#### Try it:
A faithful copy is required: retype the records from their first line through the line with "Target: beige tile floor", and omit the pictures.

#### The records:
= = =

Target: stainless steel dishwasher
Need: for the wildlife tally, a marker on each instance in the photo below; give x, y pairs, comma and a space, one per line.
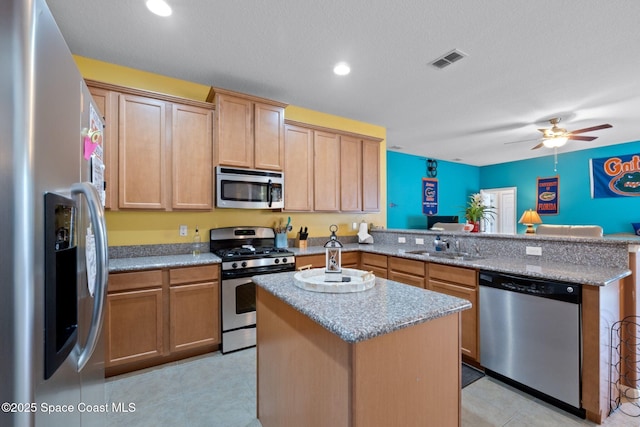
530, 336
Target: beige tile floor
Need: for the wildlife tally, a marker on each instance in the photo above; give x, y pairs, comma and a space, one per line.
220, 391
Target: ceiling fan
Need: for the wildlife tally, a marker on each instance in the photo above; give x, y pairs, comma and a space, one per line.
555, 136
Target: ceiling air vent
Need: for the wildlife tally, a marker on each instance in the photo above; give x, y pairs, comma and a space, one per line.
448, 59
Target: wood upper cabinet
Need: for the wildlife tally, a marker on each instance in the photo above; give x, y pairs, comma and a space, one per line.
326, 167
192, 152
327, 170
298, 166
370, 176
158, 149
107, 103
249, 130
142, 165
462, 283
350, 174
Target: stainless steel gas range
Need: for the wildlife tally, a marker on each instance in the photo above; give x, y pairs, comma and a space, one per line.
245, 252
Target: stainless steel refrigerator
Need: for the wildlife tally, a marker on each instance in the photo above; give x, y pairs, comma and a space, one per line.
53, 246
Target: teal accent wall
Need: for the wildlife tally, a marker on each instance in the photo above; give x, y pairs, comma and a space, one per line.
457, 181
404, 189
614, 214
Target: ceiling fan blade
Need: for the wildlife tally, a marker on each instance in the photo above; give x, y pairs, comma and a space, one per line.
582, 138
591, 129
522, 140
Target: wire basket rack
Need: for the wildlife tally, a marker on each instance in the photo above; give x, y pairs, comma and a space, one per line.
624, 373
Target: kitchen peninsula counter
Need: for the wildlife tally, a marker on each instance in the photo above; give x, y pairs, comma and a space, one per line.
389, 355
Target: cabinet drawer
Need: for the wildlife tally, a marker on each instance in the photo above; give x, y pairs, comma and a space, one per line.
193, 274
410, 266
374, 260
134, 280
458, 275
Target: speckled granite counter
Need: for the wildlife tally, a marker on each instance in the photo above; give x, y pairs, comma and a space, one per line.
529, 266
117, 265
359, 316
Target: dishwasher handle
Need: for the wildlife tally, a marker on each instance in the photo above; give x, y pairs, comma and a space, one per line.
555, 290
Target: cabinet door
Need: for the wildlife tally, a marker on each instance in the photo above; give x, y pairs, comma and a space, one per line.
370, 176
133, 326
350, 174
195, 315
142, 176
298, 165
468, 318
192, 157
268, 132
107, 102
234, 131
326, 168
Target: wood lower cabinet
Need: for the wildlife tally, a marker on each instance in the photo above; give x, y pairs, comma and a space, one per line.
463, 283
374, 262
157, 316
409, 271
194, 307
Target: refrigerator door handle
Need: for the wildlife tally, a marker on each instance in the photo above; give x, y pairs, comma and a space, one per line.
96, 214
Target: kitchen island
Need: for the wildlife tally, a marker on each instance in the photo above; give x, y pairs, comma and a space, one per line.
386, 356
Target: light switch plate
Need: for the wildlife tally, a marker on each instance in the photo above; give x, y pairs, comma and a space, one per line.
534, 250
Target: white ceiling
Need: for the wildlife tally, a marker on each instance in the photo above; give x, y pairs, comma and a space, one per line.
527, 61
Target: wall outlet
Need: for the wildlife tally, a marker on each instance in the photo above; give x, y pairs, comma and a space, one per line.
534, 250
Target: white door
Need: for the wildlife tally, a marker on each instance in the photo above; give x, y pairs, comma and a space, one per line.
503, 201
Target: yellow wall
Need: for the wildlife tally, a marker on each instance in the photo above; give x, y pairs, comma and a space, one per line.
149, 227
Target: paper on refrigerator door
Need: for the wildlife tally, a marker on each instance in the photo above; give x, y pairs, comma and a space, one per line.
90, 256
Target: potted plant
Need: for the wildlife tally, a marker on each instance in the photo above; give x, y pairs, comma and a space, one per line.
475, 211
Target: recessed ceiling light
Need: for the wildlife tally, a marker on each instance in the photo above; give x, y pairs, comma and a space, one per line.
159, 7
342, 69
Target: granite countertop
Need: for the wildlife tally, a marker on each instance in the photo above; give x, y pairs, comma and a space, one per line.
360, 316
561, 271
565, 272
118, 265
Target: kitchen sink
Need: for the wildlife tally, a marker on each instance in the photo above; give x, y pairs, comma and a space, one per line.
460, 256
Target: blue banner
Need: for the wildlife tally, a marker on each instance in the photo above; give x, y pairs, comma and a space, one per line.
617, 176
548, 201
430, 196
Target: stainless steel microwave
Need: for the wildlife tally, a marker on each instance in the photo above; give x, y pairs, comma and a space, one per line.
249, 188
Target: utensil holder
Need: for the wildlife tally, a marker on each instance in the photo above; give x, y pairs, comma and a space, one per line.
281, 240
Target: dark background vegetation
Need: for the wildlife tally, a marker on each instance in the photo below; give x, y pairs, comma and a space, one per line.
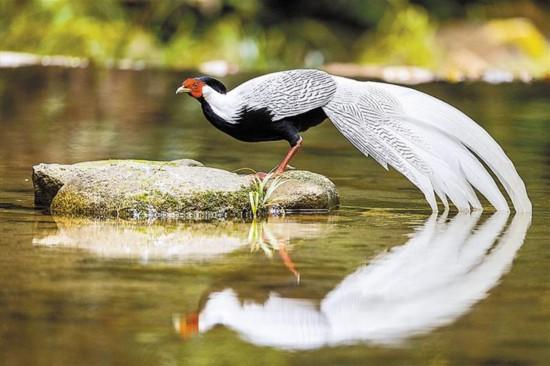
448, 36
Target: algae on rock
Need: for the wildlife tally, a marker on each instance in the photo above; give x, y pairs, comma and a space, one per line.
179, 189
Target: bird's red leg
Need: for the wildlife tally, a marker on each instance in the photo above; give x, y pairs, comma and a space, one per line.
293, 150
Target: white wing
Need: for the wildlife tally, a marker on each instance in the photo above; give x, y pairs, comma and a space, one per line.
287, 93
428, 141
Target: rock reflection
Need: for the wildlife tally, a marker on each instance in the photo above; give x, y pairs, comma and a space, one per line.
438, 275
176, 241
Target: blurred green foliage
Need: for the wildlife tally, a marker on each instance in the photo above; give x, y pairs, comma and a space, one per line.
253, 34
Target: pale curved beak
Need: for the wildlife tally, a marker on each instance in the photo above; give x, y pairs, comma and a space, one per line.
181, 89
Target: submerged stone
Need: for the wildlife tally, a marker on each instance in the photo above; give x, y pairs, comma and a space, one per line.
176, 189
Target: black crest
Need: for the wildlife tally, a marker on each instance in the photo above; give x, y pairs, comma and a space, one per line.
214, 84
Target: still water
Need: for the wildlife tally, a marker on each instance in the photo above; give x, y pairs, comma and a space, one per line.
380, 281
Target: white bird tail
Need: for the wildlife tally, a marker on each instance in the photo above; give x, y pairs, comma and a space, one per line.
428, 141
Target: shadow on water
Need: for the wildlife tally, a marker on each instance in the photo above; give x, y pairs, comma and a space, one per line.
445, 267
434, 278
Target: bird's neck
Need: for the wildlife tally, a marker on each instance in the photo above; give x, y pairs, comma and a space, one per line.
225, 106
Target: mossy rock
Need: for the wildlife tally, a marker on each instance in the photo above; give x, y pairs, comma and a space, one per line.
182, 189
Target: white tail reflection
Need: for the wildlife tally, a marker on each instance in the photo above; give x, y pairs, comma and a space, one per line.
443, 269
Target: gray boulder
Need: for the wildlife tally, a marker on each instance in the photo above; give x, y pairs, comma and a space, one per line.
181, 189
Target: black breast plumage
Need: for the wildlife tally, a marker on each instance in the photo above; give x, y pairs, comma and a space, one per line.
255, 125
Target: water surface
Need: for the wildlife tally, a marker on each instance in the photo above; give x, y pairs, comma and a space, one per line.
380, 281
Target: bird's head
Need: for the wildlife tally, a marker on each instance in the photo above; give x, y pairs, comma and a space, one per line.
200, 86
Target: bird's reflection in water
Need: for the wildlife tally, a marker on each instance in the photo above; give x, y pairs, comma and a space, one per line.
435, 277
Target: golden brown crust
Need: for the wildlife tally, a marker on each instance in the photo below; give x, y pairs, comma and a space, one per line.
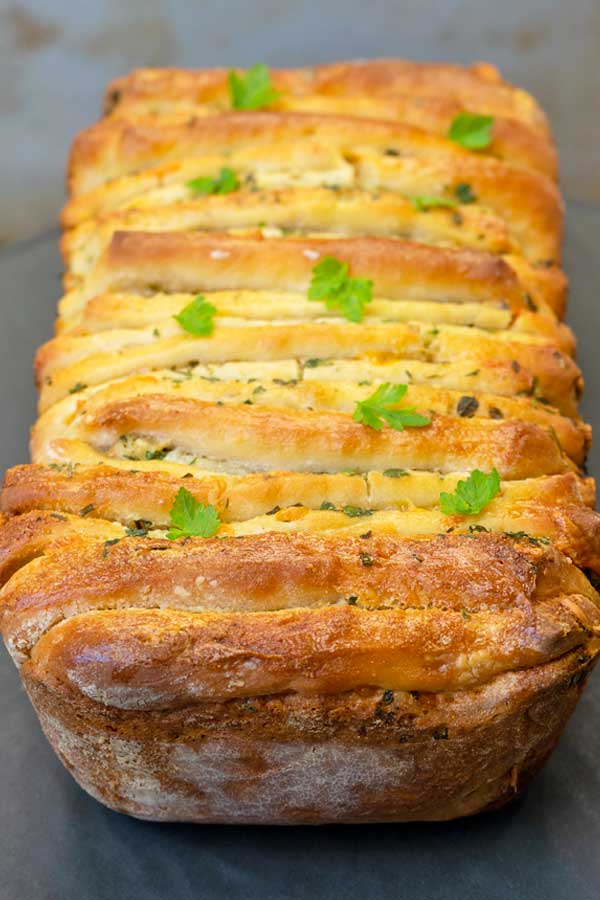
362, 756
339, 619
386, 156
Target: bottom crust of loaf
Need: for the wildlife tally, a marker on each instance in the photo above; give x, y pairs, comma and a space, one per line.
361, 756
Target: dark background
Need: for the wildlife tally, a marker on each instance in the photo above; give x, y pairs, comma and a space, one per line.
57, 55
55, 842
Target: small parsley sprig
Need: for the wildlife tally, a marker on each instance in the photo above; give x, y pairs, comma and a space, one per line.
332, 284
253, 89
380, 408
190, 518
472, 495
425, 202
197, 317
471, 130
224, 183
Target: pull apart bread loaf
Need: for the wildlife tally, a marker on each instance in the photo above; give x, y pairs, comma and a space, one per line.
307, 536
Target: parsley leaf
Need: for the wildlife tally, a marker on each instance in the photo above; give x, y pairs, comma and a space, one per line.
332, 284
465, 193
380, 406
471, 130
223, 183
425, 202
191, 519
196, 317
252, 90
472, 495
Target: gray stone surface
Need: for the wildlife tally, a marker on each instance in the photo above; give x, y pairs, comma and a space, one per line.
56, 55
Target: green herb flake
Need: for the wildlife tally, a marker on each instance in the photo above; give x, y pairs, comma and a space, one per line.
464, 193
197, 317
381, 407
425, 202
224, 183
467, 407
472, 495
523, 536
190, 518
331, 284
471, 130
253, 89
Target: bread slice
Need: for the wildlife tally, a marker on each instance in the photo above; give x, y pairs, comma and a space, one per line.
239, 583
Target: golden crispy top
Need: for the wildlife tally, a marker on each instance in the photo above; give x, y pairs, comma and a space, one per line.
336, 563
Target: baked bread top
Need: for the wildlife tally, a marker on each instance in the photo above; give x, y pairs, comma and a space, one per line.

= = =

#### Answer to this exercise:
Target: stainless steel dishwasher
Need: for the wildlife tally, a marker on each instance in the photo below; give x, y pairs, comma and a space, one per line.
530, 336
Target: beige tile floor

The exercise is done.